■ **EXERCISE SET**:
- 1) According to the thread on Cassandra compaction, what kind of workload should see little effect on read performance from a major compaction?
- 2) Reproduce the part of the thread on Cassandra compaction starting with "Please correct me" and going on through "run major compactions.".

Exactly, but why would reads be significantly slower over time when
including just one more, although sometimes large, SSTable in the read?
Ji Cheng skrev 2012-04-26 11:11:
I'm also quite interested in this question. Here's my understanding on
this problem.
1. If your workload is append-only, doing a major compaction shouldn't
affect the read performance too much, because each row appears in one
sstable anyway.
2. If your workload is mostly updating existing rows, then more and
more columns will be obsoleted in that big sstable created by major
compaction. And that super big sstable won't be compacted until you
either have another 3 similar-sized sstables or start another major
compaction. But I am not very sure whether this will be a major
problem, because you only end up with reading one more sstable. Using
size-tiered compaction against mostly-update workload itself may
result in reading multiple sstables for a single row key.
Please correct me if I am wrong.
Cheng
On Thu, Apr 26, 2012 at 3:50 PM, Fredrik
<fredrik.l.stigb...@sitevision.se
<mailto:fredrik.l.stigb...@sitevision.se>> wrote:
In the tuning documentation regarding Cassandra, it's recomended
not to run major compactions.
I understand what a major compaction is all about but I'd like an
in depth explanation as to why reads "will continually degrade
until the next major compaction is manually invoked".
From the doc:
"So while read performance will be good immediately following a
major compaction, it will continually degrade until the next major
compaction is manually invoked. For this reason, major compaction
is NOT recommended by DataStax."
Regards
/Fredrik

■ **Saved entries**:
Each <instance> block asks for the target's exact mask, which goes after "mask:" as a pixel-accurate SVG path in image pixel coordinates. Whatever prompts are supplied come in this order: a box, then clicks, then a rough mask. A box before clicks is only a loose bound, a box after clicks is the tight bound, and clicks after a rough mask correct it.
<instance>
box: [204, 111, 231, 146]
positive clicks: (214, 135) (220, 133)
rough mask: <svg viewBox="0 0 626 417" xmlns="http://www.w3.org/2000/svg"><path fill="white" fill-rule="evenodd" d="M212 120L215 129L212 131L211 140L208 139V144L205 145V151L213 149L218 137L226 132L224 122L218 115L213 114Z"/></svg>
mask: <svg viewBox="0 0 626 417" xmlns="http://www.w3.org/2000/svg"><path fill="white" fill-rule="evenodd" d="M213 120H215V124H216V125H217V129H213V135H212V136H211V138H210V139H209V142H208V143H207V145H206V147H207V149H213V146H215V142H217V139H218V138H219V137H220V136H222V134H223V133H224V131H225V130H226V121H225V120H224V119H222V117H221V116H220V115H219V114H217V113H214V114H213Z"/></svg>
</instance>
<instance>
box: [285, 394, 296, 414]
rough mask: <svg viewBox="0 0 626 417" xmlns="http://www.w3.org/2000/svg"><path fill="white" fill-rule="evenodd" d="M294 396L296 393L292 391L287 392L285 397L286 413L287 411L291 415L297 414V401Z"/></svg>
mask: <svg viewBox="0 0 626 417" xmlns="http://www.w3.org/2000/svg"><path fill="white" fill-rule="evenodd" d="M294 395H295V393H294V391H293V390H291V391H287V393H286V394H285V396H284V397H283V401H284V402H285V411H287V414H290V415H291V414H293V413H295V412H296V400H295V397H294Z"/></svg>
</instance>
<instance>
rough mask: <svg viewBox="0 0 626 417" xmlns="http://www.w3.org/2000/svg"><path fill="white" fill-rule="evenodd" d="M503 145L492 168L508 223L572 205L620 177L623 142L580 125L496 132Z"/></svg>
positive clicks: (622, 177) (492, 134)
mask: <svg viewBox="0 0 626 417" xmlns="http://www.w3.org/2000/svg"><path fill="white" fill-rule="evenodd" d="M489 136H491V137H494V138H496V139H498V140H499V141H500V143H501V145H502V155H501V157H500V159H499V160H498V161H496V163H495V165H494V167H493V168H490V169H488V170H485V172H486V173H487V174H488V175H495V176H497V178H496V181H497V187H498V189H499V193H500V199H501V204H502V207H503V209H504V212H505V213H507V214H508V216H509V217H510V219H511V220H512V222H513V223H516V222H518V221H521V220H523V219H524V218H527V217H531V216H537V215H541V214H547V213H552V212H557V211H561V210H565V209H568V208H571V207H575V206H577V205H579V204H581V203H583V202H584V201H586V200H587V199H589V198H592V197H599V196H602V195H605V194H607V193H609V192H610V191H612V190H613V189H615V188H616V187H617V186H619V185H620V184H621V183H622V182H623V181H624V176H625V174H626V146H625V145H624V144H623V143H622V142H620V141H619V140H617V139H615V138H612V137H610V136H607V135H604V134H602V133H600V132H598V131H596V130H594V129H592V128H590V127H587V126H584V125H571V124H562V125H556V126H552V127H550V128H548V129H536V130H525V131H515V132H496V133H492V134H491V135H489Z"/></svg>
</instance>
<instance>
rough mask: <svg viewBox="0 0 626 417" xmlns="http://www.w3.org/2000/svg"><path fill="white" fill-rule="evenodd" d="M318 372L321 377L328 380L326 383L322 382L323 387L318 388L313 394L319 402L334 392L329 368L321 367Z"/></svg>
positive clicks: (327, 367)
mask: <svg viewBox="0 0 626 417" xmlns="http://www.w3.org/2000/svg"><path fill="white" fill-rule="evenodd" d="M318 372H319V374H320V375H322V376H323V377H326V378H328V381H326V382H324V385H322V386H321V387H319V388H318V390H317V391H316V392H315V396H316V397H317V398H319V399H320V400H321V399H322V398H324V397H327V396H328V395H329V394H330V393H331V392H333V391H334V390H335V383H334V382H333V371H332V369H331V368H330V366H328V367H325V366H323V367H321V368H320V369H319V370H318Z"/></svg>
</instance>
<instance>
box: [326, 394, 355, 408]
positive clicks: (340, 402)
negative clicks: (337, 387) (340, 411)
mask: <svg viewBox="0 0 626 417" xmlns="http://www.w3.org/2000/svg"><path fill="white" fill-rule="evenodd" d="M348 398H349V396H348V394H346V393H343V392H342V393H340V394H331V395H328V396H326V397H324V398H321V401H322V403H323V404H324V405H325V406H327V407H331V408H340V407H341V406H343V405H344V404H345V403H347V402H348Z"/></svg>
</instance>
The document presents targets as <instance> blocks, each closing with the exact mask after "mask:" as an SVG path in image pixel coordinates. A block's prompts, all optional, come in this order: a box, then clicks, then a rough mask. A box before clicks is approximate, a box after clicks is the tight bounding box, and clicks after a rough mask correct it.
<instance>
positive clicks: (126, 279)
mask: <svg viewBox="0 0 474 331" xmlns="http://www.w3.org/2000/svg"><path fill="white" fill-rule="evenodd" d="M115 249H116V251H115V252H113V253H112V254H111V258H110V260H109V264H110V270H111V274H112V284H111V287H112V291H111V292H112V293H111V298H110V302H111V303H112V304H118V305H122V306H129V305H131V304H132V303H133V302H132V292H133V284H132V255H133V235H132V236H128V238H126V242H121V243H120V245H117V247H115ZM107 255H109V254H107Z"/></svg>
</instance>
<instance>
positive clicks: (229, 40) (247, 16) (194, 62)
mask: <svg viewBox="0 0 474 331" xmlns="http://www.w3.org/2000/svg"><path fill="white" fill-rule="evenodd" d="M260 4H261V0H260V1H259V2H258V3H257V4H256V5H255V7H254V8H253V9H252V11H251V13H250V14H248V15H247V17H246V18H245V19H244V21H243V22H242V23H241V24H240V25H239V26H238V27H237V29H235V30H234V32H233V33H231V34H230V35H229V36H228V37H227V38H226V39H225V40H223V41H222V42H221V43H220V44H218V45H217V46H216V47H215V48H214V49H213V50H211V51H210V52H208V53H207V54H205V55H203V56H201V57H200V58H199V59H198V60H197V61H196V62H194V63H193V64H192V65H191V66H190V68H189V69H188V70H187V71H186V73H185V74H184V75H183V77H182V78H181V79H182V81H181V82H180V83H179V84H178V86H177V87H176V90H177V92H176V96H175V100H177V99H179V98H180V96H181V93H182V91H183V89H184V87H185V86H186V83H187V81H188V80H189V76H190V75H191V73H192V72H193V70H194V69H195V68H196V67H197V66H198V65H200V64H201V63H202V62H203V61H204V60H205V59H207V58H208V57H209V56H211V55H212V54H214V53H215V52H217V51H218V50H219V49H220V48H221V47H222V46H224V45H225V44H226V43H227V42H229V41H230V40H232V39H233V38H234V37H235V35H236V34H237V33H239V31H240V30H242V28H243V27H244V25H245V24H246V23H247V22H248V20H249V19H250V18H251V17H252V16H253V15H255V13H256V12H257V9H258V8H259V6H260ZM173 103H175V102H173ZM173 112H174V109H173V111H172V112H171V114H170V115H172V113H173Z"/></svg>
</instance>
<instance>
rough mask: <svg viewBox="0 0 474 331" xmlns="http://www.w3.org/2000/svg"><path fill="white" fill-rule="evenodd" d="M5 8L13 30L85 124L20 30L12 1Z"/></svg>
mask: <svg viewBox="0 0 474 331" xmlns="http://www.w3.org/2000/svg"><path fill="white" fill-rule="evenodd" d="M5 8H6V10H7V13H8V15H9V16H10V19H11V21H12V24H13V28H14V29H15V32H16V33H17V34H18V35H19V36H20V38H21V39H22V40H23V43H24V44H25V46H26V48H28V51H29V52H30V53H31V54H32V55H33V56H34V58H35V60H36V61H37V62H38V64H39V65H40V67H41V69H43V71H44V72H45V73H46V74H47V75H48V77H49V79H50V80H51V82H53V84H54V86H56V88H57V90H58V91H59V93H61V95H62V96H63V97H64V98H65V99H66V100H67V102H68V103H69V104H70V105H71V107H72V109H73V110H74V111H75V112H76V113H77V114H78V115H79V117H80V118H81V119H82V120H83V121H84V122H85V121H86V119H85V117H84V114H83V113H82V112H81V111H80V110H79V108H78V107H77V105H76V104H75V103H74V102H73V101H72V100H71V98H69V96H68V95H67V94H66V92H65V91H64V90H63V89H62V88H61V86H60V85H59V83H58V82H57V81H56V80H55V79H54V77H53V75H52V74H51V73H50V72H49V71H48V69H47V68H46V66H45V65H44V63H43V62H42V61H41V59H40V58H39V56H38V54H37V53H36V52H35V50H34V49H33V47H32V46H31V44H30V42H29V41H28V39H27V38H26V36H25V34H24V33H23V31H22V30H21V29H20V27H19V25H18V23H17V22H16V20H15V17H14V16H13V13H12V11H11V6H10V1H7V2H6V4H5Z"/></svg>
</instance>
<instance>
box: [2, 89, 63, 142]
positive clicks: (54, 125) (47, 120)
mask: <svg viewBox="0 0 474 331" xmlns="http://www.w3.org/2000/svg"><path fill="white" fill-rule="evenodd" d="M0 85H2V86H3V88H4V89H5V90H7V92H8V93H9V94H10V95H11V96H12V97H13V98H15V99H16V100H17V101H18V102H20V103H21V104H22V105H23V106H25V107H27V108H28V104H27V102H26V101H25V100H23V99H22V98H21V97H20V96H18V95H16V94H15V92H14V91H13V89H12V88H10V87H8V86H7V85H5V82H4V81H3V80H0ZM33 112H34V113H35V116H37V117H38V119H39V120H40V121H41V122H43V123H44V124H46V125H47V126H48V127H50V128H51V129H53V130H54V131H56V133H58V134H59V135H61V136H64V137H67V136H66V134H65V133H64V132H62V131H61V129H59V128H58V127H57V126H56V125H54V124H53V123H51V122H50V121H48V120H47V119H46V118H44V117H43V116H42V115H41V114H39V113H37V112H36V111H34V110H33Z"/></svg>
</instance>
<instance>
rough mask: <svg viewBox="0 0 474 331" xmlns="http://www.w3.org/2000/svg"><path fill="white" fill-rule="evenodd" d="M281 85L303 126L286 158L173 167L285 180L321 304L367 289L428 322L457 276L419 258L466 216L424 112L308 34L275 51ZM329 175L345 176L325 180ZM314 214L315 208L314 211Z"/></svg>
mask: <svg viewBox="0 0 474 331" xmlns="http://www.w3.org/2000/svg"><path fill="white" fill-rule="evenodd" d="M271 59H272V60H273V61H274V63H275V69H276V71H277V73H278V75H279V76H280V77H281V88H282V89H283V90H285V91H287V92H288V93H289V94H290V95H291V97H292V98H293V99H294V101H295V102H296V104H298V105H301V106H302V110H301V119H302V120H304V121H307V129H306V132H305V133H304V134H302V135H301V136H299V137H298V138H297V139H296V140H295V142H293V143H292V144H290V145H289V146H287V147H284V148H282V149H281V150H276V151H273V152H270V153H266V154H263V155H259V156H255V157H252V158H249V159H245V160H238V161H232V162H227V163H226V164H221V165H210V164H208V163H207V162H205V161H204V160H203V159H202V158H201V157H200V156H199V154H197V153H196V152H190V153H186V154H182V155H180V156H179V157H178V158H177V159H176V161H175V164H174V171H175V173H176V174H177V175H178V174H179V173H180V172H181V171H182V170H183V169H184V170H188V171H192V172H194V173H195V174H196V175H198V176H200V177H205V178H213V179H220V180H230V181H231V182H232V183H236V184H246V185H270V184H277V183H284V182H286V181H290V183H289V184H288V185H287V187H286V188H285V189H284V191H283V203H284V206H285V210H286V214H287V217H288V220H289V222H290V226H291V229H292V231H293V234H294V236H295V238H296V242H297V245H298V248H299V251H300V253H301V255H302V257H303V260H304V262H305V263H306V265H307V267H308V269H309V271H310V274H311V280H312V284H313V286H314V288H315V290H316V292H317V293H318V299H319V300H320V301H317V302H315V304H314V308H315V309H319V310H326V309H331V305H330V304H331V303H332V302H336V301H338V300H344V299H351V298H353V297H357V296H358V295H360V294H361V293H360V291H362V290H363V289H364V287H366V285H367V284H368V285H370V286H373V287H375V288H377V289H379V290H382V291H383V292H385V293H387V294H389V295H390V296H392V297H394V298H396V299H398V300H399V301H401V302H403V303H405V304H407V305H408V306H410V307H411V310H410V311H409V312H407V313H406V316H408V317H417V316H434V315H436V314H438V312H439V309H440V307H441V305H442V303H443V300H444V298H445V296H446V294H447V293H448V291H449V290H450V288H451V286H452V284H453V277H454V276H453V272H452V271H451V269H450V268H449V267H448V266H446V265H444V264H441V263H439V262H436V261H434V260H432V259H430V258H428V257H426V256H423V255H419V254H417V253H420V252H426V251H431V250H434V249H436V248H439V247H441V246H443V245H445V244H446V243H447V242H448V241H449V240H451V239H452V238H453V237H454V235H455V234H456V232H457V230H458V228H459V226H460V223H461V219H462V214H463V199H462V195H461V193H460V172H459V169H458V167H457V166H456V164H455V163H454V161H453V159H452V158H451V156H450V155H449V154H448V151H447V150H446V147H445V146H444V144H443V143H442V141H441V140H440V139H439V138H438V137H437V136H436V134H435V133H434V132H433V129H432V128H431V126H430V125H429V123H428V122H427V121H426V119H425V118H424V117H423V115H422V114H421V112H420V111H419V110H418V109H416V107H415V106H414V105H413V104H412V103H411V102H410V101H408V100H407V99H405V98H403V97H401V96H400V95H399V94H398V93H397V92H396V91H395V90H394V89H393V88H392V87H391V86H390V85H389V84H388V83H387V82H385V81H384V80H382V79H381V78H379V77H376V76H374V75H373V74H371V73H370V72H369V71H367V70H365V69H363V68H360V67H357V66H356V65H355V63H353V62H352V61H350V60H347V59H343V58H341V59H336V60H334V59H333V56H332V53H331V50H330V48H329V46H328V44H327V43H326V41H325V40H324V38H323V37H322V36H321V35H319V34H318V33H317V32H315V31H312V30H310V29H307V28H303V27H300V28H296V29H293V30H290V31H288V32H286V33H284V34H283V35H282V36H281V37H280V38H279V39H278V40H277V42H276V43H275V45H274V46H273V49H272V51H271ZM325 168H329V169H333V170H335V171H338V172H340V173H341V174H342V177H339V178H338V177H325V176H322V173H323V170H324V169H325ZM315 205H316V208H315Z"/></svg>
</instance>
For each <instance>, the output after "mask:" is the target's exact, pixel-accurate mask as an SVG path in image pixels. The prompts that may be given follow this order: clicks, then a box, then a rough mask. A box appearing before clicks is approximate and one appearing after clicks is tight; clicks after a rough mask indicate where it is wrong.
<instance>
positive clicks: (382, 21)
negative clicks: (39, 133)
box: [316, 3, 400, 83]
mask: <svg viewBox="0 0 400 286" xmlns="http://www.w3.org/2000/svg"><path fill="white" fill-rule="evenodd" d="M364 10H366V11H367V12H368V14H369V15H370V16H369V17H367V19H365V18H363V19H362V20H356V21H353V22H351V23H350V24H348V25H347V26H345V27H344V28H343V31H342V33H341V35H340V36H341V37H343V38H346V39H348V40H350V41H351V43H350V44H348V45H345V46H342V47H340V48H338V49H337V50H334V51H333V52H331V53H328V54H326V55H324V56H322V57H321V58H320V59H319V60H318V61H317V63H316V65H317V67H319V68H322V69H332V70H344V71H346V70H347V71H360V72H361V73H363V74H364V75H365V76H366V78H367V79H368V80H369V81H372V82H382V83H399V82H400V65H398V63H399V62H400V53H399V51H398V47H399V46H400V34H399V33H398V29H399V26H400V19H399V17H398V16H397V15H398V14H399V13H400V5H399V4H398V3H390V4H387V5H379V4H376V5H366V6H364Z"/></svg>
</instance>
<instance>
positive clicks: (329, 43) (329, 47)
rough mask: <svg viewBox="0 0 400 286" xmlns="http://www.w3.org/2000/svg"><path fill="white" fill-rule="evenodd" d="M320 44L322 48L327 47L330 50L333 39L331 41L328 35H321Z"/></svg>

■ **RESULTS IN ORDER**:
- 1) An append-only workload, because each row appears in one sstable anyway.

- 2)
Please correct me if I am wrong.
Cheng
On Thu, Apr 26, 2012 at 3:50 PM, Fredrik
<fredrik.l.stigb...@sitevision.se
<mailto:fredrik.l.stigb...@sitevision.se>> wrote:
In the tuning documentation regarding Cassandra, it's recomended
not to run major compactions.